━━━━━ Record extracts
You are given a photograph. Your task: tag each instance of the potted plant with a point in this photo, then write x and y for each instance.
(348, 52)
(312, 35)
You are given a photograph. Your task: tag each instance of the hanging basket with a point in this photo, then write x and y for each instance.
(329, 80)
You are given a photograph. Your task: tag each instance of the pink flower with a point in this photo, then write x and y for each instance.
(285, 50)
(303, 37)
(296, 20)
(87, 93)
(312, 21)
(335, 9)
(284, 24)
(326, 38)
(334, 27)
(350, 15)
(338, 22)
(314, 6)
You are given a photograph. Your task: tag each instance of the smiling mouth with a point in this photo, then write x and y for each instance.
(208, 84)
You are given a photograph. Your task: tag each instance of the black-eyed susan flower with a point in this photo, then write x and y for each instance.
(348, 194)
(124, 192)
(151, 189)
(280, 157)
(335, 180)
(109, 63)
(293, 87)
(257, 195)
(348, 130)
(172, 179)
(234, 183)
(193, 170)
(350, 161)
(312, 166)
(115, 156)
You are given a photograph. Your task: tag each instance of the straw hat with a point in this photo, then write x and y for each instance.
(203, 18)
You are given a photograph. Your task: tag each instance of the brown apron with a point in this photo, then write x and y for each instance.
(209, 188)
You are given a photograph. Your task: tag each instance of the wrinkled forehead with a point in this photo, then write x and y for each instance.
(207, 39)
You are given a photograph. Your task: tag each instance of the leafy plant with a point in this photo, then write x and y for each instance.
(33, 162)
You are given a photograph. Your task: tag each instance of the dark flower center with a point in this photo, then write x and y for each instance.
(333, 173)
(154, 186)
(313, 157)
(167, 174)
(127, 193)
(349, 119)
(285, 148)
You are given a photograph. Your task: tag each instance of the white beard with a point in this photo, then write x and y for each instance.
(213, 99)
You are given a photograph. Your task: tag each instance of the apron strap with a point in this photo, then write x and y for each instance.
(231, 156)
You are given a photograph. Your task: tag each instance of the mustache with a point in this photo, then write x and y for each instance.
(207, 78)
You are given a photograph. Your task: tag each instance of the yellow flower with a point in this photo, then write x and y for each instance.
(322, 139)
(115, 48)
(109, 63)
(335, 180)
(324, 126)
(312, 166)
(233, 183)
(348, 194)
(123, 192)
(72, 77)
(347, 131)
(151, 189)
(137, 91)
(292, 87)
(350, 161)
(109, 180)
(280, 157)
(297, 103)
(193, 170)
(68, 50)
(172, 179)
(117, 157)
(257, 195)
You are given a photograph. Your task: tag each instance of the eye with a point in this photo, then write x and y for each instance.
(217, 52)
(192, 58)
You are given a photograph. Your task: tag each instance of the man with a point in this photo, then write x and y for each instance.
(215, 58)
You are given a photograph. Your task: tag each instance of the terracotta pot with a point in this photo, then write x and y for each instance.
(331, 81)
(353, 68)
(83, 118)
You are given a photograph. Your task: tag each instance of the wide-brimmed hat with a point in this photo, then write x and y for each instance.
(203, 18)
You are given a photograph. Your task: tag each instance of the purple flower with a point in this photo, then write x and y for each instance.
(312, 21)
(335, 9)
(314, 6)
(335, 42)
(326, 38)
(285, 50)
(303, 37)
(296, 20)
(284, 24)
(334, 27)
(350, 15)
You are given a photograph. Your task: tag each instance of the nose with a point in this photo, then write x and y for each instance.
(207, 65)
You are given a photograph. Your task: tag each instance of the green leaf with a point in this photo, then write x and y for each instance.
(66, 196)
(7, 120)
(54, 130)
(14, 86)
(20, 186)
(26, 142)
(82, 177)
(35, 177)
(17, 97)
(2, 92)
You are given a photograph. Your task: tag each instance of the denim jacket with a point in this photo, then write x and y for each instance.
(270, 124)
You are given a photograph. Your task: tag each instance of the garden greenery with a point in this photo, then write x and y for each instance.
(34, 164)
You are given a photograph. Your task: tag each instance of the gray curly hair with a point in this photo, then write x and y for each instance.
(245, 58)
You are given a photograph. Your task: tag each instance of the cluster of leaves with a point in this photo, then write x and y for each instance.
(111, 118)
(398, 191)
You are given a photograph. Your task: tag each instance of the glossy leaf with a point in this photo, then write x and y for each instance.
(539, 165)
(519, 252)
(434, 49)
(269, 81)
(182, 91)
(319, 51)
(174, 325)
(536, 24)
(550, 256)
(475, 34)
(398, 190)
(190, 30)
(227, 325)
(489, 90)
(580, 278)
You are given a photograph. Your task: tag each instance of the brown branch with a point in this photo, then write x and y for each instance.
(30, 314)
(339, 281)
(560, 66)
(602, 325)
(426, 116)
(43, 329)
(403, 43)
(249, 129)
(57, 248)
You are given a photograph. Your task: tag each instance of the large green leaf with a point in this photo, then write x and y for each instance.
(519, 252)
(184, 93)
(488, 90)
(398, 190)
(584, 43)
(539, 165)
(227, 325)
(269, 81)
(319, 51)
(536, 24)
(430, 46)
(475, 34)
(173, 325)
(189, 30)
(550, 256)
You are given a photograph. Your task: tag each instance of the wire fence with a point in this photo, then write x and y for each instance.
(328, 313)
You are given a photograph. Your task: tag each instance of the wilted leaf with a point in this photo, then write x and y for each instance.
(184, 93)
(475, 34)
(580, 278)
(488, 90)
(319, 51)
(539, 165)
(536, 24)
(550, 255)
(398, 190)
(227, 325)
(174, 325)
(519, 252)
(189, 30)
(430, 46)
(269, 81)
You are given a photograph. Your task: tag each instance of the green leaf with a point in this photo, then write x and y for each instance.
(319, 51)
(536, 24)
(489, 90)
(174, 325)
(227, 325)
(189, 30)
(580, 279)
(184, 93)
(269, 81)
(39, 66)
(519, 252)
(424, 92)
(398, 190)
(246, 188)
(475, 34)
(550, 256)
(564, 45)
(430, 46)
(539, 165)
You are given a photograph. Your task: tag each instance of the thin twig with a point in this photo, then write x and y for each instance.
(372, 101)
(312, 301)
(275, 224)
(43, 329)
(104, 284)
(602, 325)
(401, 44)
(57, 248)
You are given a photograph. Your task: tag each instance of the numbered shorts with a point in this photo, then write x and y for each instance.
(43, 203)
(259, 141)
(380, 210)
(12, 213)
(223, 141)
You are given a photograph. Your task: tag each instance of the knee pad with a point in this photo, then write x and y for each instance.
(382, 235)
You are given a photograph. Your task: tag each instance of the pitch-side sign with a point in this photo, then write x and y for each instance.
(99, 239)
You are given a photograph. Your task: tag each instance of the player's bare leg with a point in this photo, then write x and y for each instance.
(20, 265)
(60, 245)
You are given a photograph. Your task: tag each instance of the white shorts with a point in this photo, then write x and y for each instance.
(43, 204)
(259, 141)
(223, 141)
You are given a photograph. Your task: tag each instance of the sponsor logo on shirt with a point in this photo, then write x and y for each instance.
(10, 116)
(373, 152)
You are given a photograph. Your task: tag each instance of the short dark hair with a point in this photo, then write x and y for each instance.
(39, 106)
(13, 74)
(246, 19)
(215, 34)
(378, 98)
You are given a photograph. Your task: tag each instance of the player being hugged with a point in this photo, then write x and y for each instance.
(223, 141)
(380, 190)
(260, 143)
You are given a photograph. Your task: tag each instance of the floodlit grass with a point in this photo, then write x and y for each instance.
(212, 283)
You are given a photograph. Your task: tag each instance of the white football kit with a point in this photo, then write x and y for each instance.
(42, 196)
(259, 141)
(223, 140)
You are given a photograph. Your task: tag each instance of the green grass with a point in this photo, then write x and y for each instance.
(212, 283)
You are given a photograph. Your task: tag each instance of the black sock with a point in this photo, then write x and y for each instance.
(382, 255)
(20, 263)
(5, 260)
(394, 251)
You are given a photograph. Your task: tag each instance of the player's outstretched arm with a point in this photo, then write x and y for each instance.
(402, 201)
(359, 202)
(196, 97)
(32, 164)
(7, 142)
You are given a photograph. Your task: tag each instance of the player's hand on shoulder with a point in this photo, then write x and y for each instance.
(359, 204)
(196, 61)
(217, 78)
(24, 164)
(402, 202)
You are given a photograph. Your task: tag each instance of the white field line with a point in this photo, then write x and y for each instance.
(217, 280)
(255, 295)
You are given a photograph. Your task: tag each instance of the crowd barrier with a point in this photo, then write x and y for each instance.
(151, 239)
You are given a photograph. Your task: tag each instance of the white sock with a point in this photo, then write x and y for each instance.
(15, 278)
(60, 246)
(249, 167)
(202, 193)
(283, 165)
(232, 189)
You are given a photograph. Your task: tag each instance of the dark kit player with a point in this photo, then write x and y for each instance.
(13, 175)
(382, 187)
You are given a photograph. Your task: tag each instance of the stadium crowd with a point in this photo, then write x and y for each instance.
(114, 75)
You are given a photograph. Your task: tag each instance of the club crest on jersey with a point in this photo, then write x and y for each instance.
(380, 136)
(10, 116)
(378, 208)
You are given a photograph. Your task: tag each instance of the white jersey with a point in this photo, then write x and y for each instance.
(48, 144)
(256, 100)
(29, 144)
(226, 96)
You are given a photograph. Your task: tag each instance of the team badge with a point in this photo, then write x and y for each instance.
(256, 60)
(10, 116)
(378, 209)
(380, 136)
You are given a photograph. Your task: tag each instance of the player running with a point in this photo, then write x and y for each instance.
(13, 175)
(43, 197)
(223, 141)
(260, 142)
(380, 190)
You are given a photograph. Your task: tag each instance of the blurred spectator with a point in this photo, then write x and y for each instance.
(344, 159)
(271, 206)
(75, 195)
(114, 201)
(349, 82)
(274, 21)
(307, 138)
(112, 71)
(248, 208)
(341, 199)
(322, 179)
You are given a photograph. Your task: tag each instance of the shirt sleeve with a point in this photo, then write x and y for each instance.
━━━━━━━━━━
*Written instruction*
Beginning at the line where "of the crowd" appears, extract each line through the end of the data above; keep them exact and include nothing else.

*Written response*
You are given a photograph. Your task: tag each instance of the crowd barrier with a point in this photo, then write x and y for each instance.
(151, 239)
You are given a photograph. Your task: tag each instance of the white sock with a point in this photo, then write x and y for each instance.
(15, 278)
(60, 246)
(249, 167)
(202, 193)
(283, 165)
(232, 189)
You are given a photograph. Your task: tag each instance of the dark kit player with a point in this photo, then write x and y for each instance.
(13, 175)
(382, 187)
You are given a photograph. Your task: tag each instance of the stadium crowd with a point in this photo, then write x and y for each instance.
(114, 75)
You are given a photograph. Your task: tag each instance of the club crest on jersey with a point in this photo, then write x and y for each instance.
(380, 136)
(10, 116)
(378, 208)
You are given a photograph. Your task: tag each instance of the white jersey with a point in this photo, then write x and y for each instance.
(48, 144)
(256, 100)
(29, 144)
(226, 96)
You are given a photograph. Your task: tag each instance of the team badge with a point in this photo, then write x and y for each instance.
(256, 60)
(10, 116)
(378, 209)
(380, 136)
You are given a photograph. Your task: tag each instance of the player running with a point in this photo, then write x and y for each instance.
(13, 175)
(43, 197)
(223, 141)
(260, 142)
(380, 190)
You are given a photograph. Your task: tag each instance of the blurred spectator with a point in this photo, then write x and y for each instance.
(344, 159)
(271, 206)
(75, 195)
(114, 201)
(349, 82)
(274, 21)
(307, 138)
(112, 71)
(248, 208)
(341, 199)
(322, 179)
You are given a photograph. Your task: tag each instance of the shirt sleeve with a point in this photo, then write x and y for each instance.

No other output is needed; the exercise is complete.